§ Task objective: From the records below, transcribe only the lines running from the one with "Question. The picture above shows the aircraft wing." through the one with "Question. The picture above shows the windshield.". Keep both of those end lines.

§ Data records:
>>>

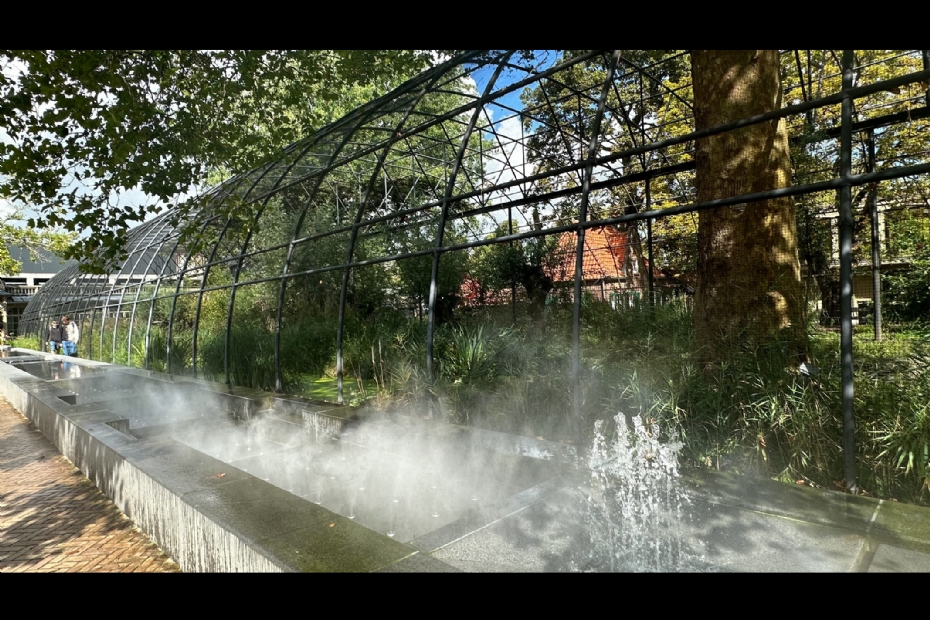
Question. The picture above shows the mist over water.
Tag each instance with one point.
(398, 475)
(405, 476)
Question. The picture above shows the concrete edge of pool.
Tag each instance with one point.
(204, 513)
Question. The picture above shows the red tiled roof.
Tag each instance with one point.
(604, 251)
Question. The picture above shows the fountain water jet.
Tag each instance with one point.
(634, 504)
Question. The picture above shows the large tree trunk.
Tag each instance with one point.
(749, 279)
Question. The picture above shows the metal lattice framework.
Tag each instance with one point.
(488, 148)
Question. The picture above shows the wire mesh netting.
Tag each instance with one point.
(529, 240)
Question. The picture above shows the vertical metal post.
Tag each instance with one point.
(444, 214)
(649, 267)
(575, 423)
(876, 238)
(846, 281)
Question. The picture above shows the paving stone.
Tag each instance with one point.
(53, 519)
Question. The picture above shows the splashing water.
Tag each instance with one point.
(634, 502)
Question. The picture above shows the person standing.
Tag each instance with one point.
(70, 336)
(54, 338)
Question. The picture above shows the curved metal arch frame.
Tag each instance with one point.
(59, 294)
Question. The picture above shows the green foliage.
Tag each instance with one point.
(28, 342)
(86, 126)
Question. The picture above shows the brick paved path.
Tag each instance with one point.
(53, 519)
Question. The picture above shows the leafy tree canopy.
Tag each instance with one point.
(84, 127)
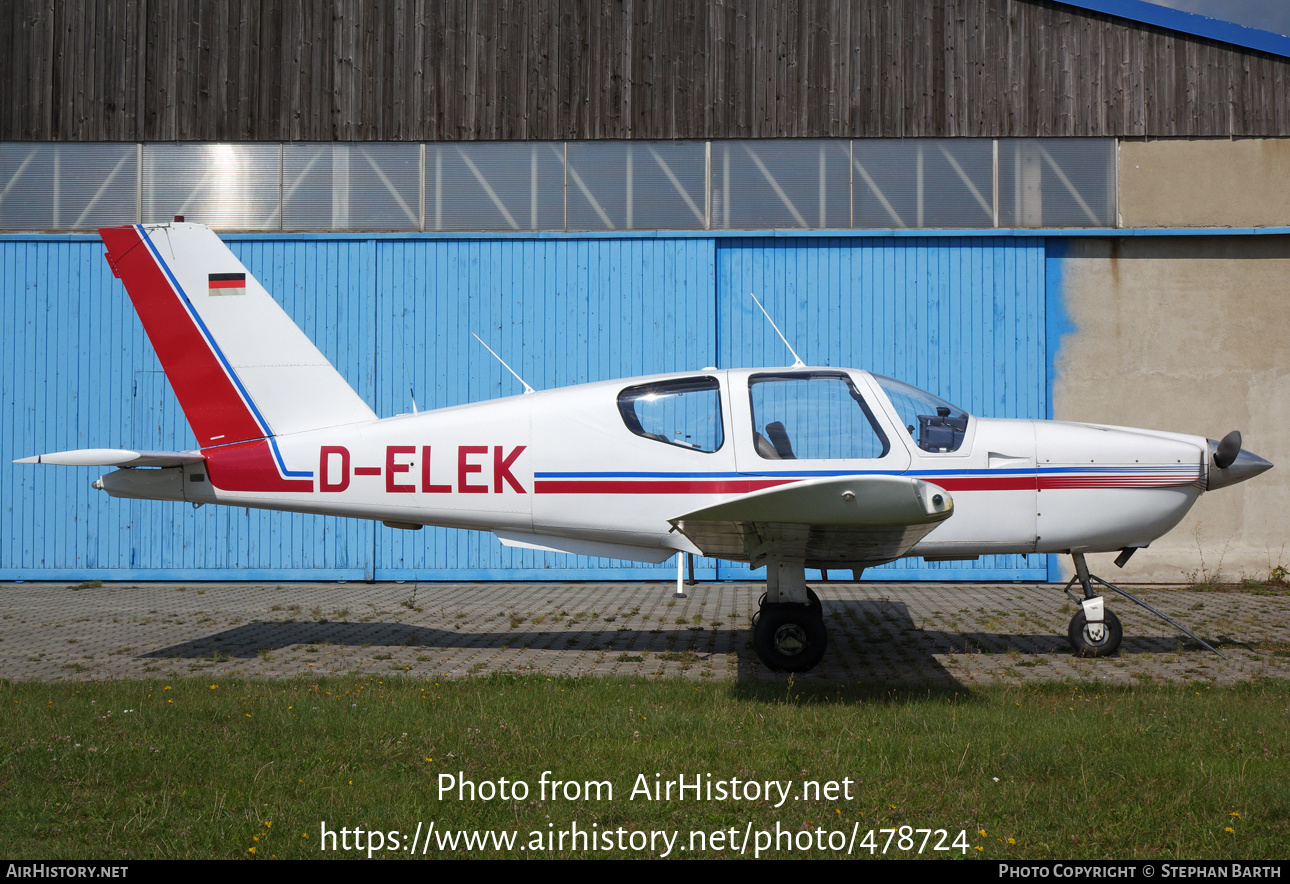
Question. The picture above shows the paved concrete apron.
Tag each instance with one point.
(899, 634)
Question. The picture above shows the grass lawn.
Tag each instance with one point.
(187, 768)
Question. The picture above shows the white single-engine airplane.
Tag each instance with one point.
(786, 467)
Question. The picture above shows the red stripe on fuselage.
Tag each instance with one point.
(948, 483)
(664, 487)
(210, 401)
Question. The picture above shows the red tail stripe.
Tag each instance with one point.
(214, 409)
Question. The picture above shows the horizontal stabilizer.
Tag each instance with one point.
(858, 520)
(115, 457)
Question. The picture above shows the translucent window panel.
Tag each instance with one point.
(351, 186)
(67, 186)
(494, 186)
(924, 182)
(225, 186)
(781, 183)
(806, 417)
(636, 185)
(1057, 182)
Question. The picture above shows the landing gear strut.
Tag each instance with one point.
(1095, 631)
(788, 629)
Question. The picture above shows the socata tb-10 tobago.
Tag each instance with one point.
(790, 469)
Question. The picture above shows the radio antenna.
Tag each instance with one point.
(526, 387)
(797, 360)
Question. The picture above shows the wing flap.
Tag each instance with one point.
(857, 520)
(115, 457)
(574, 546)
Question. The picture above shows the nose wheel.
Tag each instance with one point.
(1095, 631)
(1095, 639)
(790, 636)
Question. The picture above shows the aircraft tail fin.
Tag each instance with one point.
(240, 368)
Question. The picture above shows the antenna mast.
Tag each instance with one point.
(526, 387)
(797, 360)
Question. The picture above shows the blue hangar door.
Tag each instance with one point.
(962, 318)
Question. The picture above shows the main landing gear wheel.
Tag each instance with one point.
(1081, 635)
(790, 638)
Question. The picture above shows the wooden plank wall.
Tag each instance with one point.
(461, 70)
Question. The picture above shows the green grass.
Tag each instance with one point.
(187, 769)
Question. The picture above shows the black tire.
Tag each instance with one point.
(790, 638)
(1085, 645)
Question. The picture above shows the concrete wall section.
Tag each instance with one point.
(1187, 334)
(1205, 183)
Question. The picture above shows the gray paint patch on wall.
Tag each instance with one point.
(1188, 334)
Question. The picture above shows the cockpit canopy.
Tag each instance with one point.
(796, 414)
(934, 423)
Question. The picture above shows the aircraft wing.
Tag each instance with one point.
(115, 457)
(858, 520)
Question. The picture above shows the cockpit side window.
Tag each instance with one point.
(812, 416)
(685, 413)
(935, 425)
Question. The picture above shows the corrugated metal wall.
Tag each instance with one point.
(961, 316)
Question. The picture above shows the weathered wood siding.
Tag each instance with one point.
(457, 70)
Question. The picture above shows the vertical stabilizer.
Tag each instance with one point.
(239, 365)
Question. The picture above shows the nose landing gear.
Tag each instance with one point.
(1095, 631)
(788, 629)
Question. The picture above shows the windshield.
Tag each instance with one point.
(932, 422)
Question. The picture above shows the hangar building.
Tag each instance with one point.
(1073, 210)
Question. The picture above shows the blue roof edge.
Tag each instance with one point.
(1177, 20)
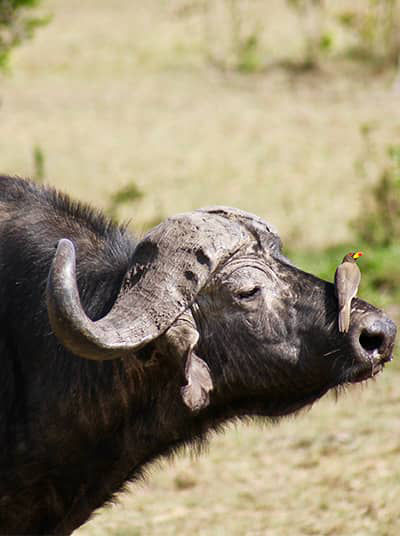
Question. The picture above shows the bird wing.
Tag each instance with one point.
(347, 279)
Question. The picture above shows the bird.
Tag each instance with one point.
(347, 279)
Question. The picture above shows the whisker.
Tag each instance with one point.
(331, 352)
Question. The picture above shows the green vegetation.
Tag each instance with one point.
(128, 194)
(376, 231)
(118, 91)
(39, 173)
(16, 25)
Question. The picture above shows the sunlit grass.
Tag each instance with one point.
(119, 92)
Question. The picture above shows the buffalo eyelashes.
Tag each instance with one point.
(245, 294)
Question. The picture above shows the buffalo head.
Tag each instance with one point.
(251, 332)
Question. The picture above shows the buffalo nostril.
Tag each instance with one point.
(371, 342)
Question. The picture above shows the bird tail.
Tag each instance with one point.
(344, 318)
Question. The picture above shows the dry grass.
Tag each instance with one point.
(120, 91)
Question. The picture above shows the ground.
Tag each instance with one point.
(113, 92)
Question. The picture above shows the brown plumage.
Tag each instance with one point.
(347, 279)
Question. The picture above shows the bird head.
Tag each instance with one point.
(352, 256)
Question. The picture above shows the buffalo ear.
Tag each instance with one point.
(182, 338)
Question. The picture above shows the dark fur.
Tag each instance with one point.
(73, 431)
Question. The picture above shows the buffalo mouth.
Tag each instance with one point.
(369, 369)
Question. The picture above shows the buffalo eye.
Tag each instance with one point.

<<<

§ Task result:
Question. The picture above shows the aircraft wing.
Tag each instance with one point.
(115, 457)
(858, 520)
Question. The picture above shows the cockpit side window.
Tag each instance with one point.
(812, 416)
(685, 413)
(935, 425)
Question. The picture above shows the corrugated metal wall.
Tag each instance with one point.
(961, 316)
Question. The picture above shows the weathered wood siding.
Tag each instance with one point.
(457, 70)
Question. The picture above shows the vertical stabilizer.
Tag each instance with one point.
(239, 365)
Question. The picture above shows the nose landing gear.
Tag each instance with one point.
(1095, 631)
(788, 629)
Question. The picture above shows the windshield.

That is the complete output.